Saved entries
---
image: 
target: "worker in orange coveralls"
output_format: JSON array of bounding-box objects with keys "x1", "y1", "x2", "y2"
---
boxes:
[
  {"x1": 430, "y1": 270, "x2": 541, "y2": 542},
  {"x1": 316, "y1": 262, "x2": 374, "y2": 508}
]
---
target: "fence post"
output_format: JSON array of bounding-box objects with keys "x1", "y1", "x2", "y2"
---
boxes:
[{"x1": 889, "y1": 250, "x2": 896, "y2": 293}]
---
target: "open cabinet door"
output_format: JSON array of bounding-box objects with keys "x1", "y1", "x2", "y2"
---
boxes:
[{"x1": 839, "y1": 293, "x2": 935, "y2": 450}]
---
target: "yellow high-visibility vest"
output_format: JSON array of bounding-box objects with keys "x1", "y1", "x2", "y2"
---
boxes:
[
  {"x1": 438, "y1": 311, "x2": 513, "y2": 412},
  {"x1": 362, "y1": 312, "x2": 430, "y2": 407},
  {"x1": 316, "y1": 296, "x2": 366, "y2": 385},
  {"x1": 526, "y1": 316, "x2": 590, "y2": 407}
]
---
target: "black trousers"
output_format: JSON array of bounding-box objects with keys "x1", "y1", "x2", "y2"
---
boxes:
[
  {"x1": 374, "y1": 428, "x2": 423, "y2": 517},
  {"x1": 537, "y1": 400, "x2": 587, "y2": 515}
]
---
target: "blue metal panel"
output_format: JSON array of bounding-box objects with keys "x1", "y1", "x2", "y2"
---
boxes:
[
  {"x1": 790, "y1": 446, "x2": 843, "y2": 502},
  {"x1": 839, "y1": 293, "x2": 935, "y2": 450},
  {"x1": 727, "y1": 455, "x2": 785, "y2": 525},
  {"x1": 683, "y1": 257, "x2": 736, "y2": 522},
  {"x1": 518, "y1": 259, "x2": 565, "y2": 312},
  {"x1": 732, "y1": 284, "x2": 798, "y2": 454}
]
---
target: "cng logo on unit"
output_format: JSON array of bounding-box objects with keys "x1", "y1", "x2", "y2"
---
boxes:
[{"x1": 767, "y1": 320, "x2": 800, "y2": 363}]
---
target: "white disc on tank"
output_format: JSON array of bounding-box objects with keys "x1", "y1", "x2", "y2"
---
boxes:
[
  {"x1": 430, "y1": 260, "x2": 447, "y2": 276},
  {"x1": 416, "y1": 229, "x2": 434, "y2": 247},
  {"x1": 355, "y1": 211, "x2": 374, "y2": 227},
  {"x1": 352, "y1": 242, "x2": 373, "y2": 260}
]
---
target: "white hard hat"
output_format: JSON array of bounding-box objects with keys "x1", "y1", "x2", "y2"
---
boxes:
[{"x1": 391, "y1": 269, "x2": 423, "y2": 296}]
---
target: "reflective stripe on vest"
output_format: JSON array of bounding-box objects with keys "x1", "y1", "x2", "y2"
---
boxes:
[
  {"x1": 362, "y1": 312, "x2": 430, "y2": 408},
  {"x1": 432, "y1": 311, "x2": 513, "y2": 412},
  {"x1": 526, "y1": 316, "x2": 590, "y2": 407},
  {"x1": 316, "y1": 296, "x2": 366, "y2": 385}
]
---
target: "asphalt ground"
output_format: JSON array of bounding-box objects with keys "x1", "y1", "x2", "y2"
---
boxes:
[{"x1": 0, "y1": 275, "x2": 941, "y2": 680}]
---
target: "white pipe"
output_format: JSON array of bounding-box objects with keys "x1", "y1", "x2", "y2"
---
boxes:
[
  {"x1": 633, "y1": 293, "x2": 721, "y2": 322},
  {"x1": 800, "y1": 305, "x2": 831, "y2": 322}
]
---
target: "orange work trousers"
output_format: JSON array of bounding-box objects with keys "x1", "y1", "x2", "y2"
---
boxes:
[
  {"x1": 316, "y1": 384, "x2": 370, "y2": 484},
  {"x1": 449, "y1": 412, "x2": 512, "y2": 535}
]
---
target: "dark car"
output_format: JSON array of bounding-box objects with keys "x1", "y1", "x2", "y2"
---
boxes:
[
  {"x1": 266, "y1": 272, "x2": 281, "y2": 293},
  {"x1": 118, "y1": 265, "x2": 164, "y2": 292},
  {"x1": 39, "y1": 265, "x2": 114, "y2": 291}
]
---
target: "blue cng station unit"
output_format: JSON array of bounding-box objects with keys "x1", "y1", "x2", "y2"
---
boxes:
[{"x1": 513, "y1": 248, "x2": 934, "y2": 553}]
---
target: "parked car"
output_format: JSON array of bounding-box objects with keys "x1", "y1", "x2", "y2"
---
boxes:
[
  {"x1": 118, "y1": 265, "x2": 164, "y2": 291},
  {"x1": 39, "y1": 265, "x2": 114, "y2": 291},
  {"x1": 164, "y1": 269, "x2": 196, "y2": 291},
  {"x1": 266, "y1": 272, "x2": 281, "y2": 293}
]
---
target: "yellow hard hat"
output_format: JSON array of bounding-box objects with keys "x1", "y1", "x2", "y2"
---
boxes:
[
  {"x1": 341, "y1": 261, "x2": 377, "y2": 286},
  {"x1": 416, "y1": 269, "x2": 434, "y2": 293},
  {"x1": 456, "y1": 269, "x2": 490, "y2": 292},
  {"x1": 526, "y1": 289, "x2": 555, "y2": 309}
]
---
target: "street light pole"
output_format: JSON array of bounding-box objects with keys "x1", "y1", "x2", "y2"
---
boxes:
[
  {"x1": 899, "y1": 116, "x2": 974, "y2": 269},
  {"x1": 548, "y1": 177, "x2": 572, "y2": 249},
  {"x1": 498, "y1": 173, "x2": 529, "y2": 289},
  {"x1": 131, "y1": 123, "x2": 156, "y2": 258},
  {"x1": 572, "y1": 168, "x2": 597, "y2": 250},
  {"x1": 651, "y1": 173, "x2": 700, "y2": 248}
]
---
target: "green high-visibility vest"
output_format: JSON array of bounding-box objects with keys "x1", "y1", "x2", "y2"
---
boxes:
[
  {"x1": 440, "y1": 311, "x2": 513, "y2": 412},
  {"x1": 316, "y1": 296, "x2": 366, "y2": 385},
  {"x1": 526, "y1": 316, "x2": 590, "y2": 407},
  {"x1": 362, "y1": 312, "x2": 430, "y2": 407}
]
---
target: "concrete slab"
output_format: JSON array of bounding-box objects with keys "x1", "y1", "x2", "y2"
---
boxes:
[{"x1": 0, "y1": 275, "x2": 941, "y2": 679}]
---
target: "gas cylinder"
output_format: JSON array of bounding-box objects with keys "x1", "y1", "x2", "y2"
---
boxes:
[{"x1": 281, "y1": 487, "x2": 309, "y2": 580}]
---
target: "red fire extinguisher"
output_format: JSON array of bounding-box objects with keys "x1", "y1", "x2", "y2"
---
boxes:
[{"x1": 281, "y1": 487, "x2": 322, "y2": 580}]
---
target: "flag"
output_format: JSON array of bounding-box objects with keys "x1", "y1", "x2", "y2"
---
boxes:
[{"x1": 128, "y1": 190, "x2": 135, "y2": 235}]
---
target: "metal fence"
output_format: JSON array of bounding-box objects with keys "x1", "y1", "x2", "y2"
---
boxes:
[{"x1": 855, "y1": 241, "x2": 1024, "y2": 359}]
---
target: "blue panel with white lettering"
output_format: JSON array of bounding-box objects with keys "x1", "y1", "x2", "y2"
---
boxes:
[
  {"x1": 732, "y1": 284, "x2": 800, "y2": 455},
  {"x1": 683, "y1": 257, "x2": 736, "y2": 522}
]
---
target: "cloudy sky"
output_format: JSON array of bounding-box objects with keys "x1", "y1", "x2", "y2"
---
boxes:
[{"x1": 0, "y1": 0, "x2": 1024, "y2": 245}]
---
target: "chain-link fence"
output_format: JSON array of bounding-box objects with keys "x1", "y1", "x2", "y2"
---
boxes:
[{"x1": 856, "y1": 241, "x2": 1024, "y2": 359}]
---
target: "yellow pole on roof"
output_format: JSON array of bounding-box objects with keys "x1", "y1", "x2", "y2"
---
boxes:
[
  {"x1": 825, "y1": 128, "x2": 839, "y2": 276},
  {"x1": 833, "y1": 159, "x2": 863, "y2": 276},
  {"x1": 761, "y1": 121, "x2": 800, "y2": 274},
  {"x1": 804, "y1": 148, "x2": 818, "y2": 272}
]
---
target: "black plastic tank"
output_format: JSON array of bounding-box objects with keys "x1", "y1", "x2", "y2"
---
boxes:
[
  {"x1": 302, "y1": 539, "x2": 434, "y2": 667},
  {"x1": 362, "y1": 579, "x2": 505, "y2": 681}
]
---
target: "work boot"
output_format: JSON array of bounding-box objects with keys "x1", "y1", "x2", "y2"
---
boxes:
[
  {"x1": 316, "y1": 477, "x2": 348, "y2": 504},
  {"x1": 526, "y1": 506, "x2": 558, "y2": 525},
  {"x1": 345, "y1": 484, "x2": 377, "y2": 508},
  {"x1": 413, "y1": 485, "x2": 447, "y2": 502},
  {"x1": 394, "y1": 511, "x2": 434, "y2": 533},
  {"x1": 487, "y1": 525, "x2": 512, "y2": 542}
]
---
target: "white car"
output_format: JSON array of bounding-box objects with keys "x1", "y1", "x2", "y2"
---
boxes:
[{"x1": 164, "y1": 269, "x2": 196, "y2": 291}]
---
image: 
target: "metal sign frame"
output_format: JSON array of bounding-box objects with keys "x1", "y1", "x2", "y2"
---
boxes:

→ What to produce
Copy every line of the listing above that contains the word "black".

→ Result of the task
target: "black trousers"
target: "black plastic tank"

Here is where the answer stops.